• [RECORDS SUPPLIED]
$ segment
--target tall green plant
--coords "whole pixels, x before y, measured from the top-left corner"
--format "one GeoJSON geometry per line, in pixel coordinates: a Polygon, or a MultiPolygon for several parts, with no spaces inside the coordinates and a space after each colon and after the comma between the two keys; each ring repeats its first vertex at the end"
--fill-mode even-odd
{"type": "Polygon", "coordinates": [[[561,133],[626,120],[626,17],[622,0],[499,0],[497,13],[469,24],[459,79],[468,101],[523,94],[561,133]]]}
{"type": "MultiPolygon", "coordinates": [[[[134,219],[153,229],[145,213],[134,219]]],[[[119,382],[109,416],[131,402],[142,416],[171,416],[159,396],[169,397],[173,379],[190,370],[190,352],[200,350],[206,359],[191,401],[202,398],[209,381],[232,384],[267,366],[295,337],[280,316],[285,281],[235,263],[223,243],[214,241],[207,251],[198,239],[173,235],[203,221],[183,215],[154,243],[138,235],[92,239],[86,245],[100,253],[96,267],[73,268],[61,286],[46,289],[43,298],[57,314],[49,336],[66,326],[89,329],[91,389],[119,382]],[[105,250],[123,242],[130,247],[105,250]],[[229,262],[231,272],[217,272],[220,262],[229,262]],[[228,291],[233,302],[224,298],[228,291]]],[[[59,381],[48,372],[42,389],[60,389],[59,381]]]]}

• [PROMPT] Reproduce all entries exactly, leaving each one whole.

• [REPLY]
$ segment
--target tall green plant
--coords "whole pixels, x before y, measured from the top-left corner"
--format "one GeoJSON geometry per line, in pixel coordinates: a Polygon, or a MultiPolygon for several parts, with no spaces inside the coordinates and a space after each colon and after the comma between the two keys; each ring repeats its first vertex at the end"
--fill-mode even-odd
{"type": "Polygon", "coordinates": [[[561,133],[626,120],[626,17],[622,0],[499,0],[497,13],[469,24],[459,79],[468,101],[523,94],[561,133]]]}
{"type": "MultiPolygon", "coordinates": [[[[134,219],[153,229],[145,213],[134,219]]],[[[119,382],[109,416],[131,402],[142,416],[171,416],[159,396],[169,397],[173,379],[190,370],[190,352],[200,350],[206,359],[191,401],[202,398],[209,381],[232,384],[267,366],[295,337],[280,316],[285,281],[235,263],[223,243],[214,241],[207,251],[198,239],[173,235],[203,221],[183,215],[154,243],[138,235],[92,239],[86,245],[100,253],[96,267],[73,268],[61,286],[46,289],[43,298],[57,314],[49,336],[66,326],[89,329],[91,389],[119,382]],[[105,250],[123,242],[130,247],[105,250]],[[229,262],[231,272],[217,272],[220,262],[229,262]],[[228,291],[233,302],[224,298],[228,291]]],[[[59,381],[48,372],[42,389],[60,389],[59,381]]]]}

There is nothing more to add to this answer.